Can you copy each of the rows below word for word, with nothing added or changed?
▽
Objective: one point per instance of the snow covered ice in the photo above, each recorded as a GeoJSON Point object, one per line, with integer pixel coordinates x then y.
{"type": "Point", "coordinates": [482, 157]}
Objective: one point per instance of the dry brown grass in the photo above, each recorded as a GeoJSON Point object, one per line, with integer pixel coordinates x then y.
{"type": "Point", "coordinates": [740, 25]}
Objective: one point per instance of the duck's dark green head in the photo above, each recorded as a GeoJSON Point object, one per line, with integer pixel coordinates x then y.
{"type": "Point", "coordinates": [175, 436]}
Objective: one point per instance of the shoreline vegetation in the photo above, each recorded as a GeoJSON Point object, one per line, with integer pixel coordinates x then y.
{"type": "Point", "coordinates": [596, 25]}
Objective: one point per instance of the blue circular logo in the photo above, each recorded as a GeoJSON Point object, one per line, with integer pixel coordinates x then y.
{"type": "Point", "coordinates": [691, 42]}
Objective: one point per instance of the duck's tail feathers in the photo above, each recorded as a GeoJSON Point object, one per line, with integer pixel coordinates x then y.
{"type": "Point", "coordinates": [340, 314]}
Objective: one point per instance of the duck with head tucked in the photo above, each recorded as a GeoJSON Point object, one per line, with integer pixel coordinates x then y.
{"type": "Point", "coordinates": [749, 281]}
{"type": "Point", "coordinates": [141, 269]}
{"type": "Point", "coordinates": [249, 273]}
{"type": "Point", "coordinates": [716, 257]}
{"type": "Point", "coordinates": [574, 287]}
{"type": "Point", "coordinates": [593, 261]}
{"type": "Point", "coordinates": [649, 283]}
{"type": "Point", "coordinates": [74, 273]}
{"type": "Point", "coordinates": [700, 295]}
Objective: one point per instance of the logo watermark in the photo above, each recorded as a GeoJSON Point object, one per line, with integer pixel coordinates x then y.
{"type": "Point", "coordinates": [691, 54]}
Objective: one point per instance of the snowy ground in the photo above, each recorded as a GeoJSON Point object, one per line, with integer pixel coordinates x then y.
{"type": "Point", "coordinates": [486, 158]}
△
**Written response**:
Objective: one point per instance of the snow covered ice in the photo above, each recorded as a GeoJSON Point object, one per line, with integer pixel coordinates x then y.
{"type": "Point", "coordinates": [482, 157]}
Objective: one point per instance of the dry brown grass in the photo above, each recorded as a GeoJSON Point object, one per line, with integer pixel coordinates x then y.
{"type": "Point", "coordinates": [740, 25]}
Objective: one point per instance of the duck's dark green head in the photo above, each recorded as a GeoJSON Point object, one per line, with integer pixel coordinates x then y.
{"type": "Point", "coordinates": [175, 436]}
Objective: one point per instance of the shoreline vegetation in the photo above, each recorded as a GeoJSON Point object, one per line, with integer pixel coordinates x then y.
{"type": "Point", "coordinates": [596, 25]}
Objective: one point per instance of the blue circular logo in the photo above, each recorded as a GeoJSON Point object, one per line, with integer pixel coordinates x then y.
{"type": "Point", "coordinates": [691, 42]}
Objective: one point per instance of the duck's tail feathers in the photo above, each recorded as a GeoJSON Point object, one per line, with integer pixel coordinates x then y.
{"type": "Point", "coordinates": [340, 314]}
Objective: one point per instance of the duck with head tucked in the photo above, each recorded as a GeoJSON Point object, one per line, with integer pixel coordinates x then y.
{"type": "Point", "coordinates": [749, 281]}
{"type": "Point", "coordinates": [141, 269]}
{"type": "Point", "coordinates": [249, 273]}
{"type": "Point", "coordinates": [716, 257]}
{"type": "Point", "coordinates": [574, 287]}
{"type": "Point", "coordinates": [593, 261]}
{"type": "Point", "coordinates": [649, 283]}
{"type": "Point", "coordinates": [74, 273]}
{"type": "Point", "coordinates": [700, 295]}
Objective: one point per instance of the logo watermark in the photo above, each recorded as a GeoJSON Point object, one per line, with integer pixel coordinates x then y.
{"type": "Point", "coordinates": [691, 54]}
Objective: one point per instance of the snowy ground in the photo above, each recorded as a GeoJSON Point object, one per line, with integer pixel coordinates x then y.
{"type": "Point", "coordinates": [486, 158]}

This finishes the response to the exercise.